__Texte de l'exercice__
====
Malgré les mensonges par omission et les atermoiements des représentants de l’Etat pendant 48 longues heures, les circonstances et les causes du décès de Rémi Fraisse, tué par une grenade offensive de la gendarmerie dans la forêt de Sivens, dans la nuit du 25 au 26 octobre, ont été presque immédiatement connues. C’est ce qui ressort de la lecture de documents issus de l’enquête, inédits à ce jour, dont Mediapart a pu prendre connaissance.

La Zone du Testet le 25-26 octobre 2014, où Rémi Fraisse a été tué
La Zone du Testet le 25-26 octobre 2014, où Rémi Fraisse a été tué

Ainsi, sur le journal de bord du Groupement tactique gendarmerie (GTG), d’abord transmis à la chaîne hiérarchique puis remis aux enquêteurs de la section des recherches de Toulouse, les gendarmes mobiles ont indiqué, pour cette nuit-là, à 01 h 45 précise, et sans équivoque, la mention suivante: «Un opposant blessé par OF», c’est-à-dire une grenade offensive, arme dont seuls les militaires sont dotés, et que seuls leurs gradés peuvent utiliser (le ministre de l’intérieur Bernard Cazeneuve a suspendu l’usage de ces grenades quatre jours après la mort de Rémi Fraisse).

Moins de quinze minutes plus tard, à 01h59, le journal du GTG indique ceci: «Opposant blessé serait décédé. Hémorragie externe au niveau du cou.»

Par ailleurs, le compte-rendu d’intervention, rédigé le 27 octobre par le lieutenant-colonel L., qui dirigeait le GTG, indique ceci: «A 01h45, un petit groupe, constitué de 5 personnes, s’approche de la zone vie par l’est. Des jets de projectiles sont effectués envers les FO (NDLR: les forces de l’ordre). Après avertissements, un gradé du peloton C procède au jet d’une grenade OF, un manifestant tombe. Le GTG, présent à l’autre extrémité du dispositif, décide de l’envoi d’un PI (NDLR: peloton d’intervention) pour récupérer l’individu blessé. Après extraction, le décès est constaté par un personnel infirmier de l’EGM 28/2 La Réole (NDLR: l’escadron de gendarmes mobiles 28/2 venu de La Réole, en Gironde). A 02h17, arrivée des pompiers, récupération du corps.»

Signe que la situation intéressait au plus haut point les autorités, il est également fait état, plus tôt, vers 17h30, dès les premiers incidents du 25 octobre, d’un entretien téléphonique du GGD 81 (NDLR: Groupement de gendarmerie du Tarn) avec le DGGN (NDLR: directeur général de la gendarmerie nationale) donnant l’ordre de «procéder à des interpellations».

Le lieutenant-colonel qui commandait le dispositif ce soir-là, entendu comme témoin, déclare par ailleurs ceci: «Je tiens à préciser que le préfet du Tarn, par l’intermédiaire du commandant de groupement, nous avait demandé de faire preuve d’une extrême fermeté vis-à-vis des opposants par rapport à toutes formes de violences envers les forces de l’ordre.»
====
Données enregistrées
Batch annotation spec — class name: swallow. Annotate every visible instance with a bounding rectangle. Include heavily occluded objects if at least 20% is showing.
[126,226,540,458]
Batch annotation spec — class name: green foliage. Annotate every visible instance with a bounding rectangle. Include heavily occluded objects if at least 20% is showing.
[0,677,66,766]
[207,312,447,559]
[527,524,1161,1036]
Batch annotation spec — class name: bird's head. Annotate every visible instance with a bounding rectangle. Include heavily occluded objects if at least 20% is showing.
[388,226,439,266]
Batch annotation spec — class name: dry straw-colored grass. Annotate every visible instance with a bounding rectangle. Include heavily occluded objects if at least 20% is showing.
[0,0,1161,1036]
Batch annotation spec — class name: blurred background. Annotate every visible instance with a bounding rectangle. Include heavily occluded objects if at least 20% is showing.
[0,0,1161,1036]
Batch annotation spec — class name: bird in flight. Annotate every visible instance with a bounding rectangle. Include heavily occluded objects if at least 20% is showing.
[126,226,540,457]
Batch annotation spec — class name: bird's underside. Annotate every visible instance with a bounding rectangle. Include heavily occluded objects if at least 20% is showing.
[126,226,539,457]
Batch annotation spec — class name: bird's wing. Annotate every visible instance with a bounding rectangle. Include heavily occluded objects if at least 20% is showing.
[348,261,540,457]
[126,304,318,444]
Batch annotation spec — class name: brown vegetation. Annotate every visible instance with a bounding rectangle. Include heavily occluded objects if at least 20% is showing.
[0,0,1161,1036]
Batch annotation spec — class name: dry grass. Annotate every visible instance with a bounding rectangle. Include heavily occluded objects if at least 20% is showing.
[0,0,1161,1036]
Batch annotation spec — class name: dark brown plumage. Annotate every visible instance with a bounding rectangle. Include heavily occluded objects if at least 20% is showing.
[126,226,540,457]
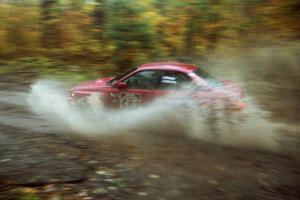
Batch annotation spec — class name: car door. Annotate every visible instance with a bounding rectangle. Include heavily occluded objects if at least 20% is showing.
[118,70,165,107]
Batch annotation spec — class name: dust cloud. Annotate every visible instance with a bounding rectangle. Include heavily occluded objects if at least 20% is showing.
[28,80,280,150]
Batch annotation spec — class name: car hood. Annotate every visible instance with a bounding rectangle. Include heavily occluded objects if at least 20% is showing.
[71,77,112,91]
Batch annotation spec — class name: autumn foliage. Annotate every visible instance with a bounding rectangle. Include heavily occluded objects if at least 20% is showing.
[0,0,300,66]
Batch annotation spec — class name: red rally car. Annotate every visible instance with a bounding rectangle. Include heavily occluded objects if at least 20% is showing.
[70,62,245,110]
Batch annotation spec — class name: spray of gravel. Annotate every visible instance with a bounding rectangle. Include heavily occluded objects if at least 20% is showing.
[28,80,280,150]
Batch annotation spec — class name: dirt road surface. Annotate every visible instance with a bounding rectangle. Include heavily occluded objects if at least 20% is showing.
[0,65,300,200]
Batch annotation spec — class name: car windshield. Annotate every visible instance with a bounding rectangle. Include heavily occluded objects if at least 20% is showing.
[194,68,218,83]
[107,68,136,86]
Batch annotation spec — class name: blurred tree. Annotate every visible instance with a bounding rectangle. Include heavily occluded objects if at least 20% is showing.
[93,0,106,43]
[40,0,64,48]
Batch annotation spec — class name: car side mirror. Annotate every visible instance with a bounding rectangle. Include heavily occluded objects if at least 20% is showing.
[115,82,128,90]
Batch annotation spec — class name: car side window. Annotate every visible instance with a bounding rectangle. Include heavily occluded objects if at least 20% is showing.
[123,70,162,90]
[159,71,191,90]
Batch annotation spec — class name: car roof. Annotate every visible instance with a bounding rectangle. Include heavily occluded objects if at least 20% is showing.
[138,62,198,72]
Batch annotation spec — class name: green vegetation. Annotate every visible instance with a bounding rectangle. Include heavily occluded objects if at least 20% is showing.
[0,0,300,70]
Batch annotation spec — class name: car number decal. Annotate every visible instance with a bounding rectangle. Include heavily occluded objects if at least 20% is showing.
[119,93,141,107]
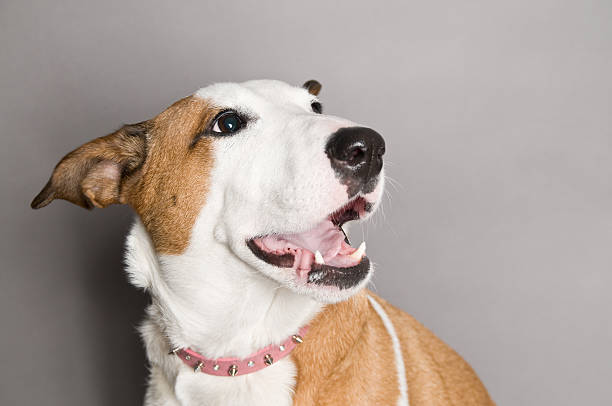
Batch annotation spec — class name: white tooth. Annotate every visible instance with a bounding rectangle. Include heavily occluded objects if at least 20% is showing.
[350,241,365,261]
[315,250,325,265]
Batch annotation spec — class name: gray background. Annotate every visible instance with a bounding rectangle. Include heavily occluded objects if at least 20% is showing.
[0,0,612,405]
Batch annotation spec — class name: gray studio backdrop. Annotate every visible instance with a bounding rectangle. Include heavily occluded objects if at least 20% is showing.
[0,0,612,406]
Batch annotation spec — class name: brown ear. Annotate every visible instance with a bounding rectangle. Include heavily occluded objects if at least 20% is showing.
[302,80,321,96]
[31,121,149,209]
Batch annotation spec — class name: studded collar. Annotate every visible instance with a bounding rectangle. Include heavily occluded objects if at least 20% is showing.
[170,326,308,376]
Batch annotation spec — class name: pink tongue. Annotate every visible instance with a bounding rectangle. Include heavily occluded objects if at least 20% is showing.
[279,220,344,258]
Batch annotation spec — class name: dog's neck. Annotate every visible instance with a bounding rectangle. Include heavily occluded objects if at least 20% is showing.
[126,221,322,358]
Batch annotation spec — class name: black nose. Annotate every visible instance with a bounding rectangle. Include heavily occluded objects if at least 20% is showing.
[325,127,385,196]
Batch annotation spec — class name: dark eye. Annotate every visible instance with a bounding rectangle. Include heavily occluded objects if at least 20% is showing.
[310,102,323,114]
[212,111,244,134]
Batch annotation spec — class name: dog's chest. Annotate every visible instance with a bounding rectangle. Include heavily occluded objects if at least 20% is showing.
[174,358,296,406]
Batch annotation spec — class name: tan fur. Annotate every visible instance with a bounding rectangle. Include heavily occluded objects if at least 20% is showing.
[32,87,493,406]
[293,291,494,406]
[127,97,218,254]
[32,96,218,254]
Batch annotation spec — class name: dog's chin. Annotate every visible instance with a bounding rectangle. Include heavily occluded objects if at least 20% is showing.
[250,260,374,304]
[245,197,374,303]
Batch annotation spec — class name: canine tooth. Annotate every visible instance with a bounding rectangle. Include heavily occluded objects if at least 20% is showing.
[349,241,365,261]
[315,250,325,265]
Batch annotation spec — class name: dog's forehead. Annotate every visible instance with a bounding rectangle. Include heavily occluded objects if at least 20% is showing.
[194,80,315,109]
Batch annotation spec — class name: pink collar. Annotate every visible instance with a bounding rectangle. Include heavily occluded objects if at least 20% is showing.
[170,326,308,376]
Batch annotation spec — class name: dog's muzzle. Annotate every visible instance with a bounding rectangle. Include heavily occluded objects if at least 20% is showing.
[325,127,385,197]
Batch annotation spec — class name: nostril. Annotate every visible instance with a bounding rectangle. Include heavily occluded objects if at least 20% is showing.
[346,145,366,165]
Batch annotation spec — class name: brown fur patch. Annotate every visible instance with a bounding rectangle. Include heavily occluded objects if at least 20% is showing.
[126,96,218,254]
[292,291,399,406]
[292,291,494,406]
[32,96,218,254]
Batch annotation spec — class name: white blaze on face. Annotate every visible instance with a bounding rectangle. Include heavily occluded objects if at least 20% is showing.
[192,80,378,301]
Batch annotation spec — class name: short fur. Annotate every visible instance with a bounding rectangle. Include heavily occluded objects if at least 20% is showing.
====
__Liste des activités__
• A. Répondez à ces questions sur le texte de l'exercice :
(i) À quelle heure précise le journal de bord du GTG porte-t-il la mention « Un opposant blessé par OF » ?
(ii) Qui a rédigé le compte-rendu d'intervention daté du 27 octobre ?
(iii) D'après le lieutenant-colonel entendu comme témoin, qui avait demandé de faire preuve d'une extrême fermeté envers les opposants ?
• B. Pouvez-vous recopier à l'identique le passage du texte de l'exercice qui commence à « Malgré les mensonges » et se termine à « pu prendre connaissance. » ?

__Réponses par item__
• A.
(i) À 01 h 45.
(ii) Le lieutenant-colonel L., qui dirigeait le GTG.
(iii) Le préfet du Tarn, par l'intermédiaire du commandant de groupement.

• B.
Malgré les mensonges par omission et les atermoiements des représentants de l’Etat pendant 48 longues heures, les circonstances et les causes du décès de Rémi Fraisse, tué par une grenade offensive de la gendarmerie dans la forêt de Sivens, dans la nuit du 25 au 26 octobre, ont été presque immédiatement connues. C’est ce qui ressort de la lecture de documents issus de l’enquête, inédits à ce jour, dont Mediapart a pu prendre connaissance.